======== Data section ========

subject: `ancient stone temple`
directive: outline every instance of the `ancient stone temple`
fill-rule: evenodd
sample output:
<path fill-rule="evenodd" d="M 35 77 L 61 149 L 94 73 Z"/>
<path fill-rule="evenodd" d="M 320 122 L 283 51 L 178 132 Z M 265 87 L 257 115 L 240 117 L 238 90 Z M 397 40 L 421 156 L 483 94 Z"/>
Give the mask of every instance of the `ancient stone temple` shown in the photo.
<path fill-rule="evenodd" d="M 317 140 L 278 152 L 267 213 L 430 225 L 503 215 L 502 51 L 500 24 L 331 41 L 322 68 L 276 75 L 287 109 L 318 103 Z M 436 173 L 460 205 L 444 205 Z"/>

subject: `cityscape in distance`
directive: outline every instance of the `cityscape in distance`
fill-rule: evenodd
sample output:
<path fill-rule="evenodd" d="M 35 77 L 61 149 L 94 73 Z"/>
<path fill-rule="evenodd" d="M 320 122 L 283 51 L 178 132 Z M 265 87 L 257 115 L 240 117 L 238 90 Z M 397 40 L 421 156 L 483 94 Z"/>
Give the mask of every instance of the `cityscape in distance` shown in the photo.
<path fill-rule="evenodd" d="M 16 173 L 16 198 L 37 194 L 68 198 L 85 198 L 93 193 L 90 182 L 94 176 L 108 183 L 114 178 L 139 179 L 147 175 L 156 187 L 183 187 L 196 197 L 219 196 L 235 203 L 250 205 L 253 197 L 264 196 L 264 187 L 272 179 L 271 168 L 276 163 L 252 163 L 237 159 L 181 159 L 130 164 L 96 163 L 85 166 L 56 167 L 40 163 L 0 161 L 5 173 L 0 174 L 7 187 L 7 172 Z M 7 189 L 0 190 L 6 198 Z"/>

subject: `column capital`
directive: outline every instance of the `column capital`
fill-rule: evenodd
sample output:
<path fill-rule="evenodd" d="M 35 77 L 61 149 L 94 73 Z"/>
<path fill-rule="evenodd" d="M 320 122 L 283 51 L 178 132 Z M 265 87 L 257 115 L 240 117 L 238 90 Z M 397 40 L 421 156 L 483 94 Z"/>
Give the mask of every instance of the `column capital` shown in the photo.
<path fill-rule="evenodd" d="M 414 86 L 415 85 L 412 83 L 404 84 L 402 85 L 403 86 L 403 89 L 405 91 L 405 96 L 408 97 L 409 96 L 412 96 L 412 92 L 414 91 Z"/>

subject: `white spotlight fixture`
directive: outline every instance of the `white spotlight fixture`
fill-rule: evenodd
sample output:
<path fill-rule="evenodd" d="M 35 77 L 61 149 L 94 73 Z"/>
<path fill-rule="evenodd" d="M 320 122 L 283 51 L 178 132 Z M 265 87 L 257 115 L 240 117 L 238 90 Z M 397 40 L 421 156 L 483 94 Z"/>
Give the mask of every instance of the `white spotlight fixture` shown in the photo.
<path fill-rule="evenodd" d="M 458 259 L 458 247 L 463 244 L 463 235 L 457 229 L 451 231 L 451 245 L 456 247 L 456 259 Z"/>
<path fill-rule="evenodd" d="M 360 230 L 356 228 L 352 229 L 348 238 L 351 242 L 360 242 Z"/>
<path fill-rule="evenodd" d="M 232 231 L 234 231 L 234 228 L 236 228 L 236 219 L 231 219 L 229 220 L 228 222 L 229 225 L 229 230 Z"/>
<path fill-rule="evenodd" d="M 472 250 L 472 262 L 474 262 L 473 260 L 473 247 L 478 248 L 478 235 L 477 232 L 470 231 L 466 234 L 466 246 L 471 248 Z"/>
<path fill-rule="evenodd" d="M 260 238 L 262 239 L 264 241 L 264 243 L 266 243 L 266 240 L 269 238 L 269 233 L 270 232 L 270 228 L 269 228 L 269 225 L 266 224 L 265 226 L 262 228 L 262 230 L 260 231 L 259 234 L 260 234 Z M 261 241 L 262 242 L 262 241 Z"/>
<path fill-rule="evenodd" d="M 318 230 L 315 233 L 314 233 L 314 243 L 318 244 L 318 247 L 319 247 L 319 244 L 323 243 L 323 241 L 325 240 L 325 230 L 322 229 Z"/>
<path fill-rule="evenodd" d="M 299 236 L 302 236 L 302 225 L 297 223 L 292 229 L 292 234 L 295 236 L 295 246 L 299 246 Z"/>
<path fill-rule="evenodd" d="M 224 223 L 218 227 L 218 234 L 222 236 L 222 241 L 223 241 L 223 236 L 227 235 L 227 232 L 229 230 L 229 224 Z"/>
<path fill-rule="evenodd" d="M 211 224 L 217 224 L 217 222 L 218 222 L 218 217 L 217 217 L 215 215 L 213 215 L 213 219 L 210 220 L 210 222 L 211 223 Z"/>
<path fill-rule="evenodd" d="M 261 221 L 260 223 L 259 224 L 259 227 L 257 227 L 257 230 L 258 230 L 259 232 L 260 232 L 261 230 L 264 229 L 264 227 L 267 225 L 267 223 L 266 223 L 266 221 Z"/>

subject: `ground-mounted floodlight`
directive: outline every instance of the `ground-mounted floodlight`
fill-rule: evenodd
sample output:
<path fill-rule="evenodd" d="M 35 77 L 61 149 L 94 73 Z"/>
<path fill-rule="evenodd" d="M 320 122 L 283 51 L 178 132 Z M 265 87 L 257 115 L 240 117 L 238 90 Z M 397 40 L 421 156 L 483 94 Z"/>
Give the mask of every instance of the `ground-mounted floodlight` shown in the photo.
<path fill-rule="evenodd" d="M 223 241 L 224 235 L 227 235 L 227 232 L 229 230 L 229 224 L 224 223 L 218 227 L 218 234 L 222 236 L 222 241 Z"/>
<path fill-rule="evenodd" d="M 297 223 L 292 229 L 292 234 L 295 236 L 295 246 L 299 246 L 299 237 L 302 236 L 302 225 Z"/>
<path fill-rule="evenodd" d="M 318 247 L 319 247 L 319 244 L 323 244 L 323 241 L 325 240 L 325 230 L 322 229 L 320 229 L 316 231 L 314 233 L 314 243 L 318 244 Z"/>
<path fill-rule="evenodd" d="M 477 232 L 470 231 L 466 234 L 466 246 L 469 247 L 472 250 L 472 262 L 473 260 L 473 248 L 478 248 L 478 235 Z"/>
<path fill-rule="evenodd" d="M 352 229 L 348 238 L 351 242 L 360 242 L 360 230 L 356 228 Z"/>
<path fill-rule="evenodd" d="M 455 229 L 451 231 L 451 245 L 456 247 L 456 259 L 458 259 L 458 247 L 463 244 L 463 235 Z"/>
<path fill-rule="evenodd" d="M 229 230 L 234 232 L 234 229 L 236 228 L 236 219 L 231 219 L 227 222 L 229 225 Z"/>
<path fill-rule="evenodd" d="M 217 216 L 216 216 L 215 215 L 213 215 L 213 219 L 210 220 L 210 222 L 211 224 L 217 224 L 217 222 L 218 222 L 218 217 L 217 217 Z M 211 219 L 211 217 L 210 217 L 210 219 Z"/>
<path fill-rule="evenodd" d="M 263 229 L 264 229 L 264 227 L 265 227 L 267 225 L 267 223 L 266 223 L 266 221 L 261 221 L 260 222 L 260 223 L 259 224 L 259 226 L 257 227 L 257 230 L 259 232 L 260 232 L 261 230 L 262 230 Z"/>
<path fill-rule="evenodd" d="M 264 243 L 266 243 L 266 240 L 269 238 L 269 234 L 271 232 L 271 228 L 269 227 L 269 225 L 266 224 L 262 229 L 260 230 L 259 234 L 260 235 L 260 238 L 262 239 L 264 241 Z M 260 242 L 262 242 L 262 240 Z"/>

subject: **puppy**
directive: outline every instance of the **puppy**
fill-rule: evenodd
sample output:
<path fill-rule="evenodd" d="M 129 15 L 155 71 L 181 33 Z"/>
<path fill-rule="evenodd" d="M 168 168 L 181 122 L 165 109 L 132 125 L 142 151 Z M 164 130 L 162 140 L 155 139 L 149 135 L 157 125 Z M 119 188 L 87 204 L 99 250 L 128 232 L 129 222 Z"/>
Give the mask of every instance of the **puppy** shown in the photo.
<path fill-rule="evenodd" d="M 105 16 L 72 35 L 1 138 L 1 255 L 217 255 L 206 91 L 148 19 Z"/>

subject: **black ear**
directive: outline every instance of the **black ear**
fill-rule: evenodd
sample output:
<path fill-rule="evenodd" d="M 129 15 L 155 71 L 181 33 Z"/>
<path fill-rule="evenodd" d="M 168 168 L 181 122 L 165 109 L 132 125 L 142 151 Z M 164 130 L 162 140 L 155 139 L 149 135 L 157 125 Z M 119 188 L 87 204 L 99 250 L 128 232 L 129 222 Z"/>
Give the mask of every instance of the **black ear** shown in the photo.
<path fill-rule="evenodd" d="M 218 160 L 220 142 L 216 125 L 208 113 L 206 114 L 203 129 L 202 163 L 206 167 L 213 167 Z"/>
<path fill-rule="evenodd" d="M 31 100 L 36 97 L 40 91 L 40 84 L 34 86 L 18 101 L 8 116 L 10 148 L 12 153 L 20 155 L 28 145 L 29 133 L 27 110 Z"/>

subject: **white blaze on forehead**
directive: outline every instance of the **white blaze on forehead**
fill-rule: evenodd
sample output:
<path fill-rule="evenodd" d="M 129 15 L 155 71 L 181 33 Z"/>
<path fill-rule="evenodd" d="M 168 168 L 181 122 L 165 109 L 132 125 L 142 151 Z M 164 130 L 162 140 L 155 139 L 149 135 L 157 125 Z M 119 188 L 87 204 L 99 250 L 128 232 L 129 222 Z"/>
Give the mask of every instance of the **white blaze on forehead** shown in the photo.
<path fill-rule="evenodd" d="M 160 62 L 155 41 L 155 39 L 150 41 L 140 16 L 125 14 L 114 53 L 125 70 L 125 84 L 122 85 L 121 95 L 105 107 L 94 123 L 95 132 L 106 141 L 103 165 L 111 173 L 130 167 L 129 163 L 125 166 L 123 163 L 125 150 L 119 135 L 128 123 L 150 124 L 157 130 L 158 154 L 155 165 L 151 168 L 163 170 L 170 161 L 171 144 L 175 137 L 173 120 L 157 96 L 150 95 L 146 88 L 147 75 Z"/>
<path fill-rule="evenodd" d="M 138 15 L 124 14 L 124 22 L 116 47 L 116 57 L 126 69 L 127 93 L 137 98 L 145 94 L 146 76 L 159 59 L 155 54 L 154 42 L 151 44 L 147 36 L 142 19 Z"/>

========

__What is required__.
Can you turn the records, from the first line through the line containing "414 86 L 415", into a Markdown table with the columns Row and Line, leaving out blank lines?

__Response to the task__.
| Row | Line |
|---|---|
| 1 | subject: `ancient stone temple` |
| 2 | directive: outline every instance of the `ancient stone temple` |
| 3 | fill-rule: evenodd |
| 4 | sample output: |
| 5 | <path fill-rule="evenodd" d="M 35 77 L 61 149 L 94 73 Z"/> |
| 6 | <path fill-rule="evenodd" d="M 320 122 L 283 51 L 178 132 Z M 265 87 L 257 115 L 240 117 L 238 90 Z M 397 40 L 421 156 L 483 94 Z"/> |
| 7 | Give the mask of every instance of the `ancient stone temple` shown in the photo. |
| 8 | <path fill-rule="evenodd" d="M 317 140 L 278 152 L 267 213 L 430 225 L 503 215 L 502 51 L 500 24 L 331 41 L 322 68 L 276 75 L 287 109 L 318 103 Z M 436 173 L 460 205 L 444 205 Z"/> |
| 9 | subject: `cityscape in distance` |
| 10 | directive: outline every instance of the `cityscape in distance` |
| 11 | fill-rule: evenodd |
| 12 | sample output: |
| 13 | <path fill-rule="evenodd" d="M 35 77 L 61 149 L 94 73 Z"/> |
| 14 | <path fill-rule="evenodd" d="M 320 122 L 283 51 L 178 132 Z M 265 87 L 257 115 L 240 117 L 238 90 Z M 397 40 L 421 156 L 483 94 Z"/> |
| 15 | Give the mask of every instance of the `cityscape in distance` shown in the photo. |
| 16 | <path fill-rule="evenodd" d="M 16 173 L 16 198 L 37 194 L 68 198 L 85 198 L 93 193 L 90 182 L 94 176 L 108 183 L 114 178 L 139 179 L 147 175 L 156 187 L 183 187 L 196 197 L 219 196 L 235 203 L 250 205 L 253 197 L 264 196 L 264 187 L 272 179 L 271 168 L 276 163 L 252 163 L 237 159 L 181 159 L 130 164 L 96 163 L 85 166 L 56 167 L 40 163 L 0 161 L 5 173 L 0 174 L 7 187 L 7 172 Z M 7 189 L 0 190 L 6 198 Z"/> |
| 17 | subject: `column capital` |
| 18 | directive: outline every instance of the `column capital` |
| 19 | fill-rule: evenodd |
| 20 | sample output: |
| 21 | <path fill-rule="evenodd" d="M 35 77 L 61 149 L 94 73 Z"/> |
| 22 | <path fill-rule="evenodd" d="M 320 122 L 283 51 L 178 132 Z M 265 87 L 257 115 L 240 117 L 238 90 Z M 397 40 L 421 156 L 483 94 Z"/> |
| 23 | Give the mask of every instance of the `column capital` shown in the photo. |
| 24 | <path fill-rule="evenodd" d="M 414 86 L 415 85 L 412 83 L 404 84 L 402 85 L 403 86 L 403 89 L 405 91 L 405 96 L 408 97 L 409 96 L 412 96 L 412 92 L 414 91 Z"/> |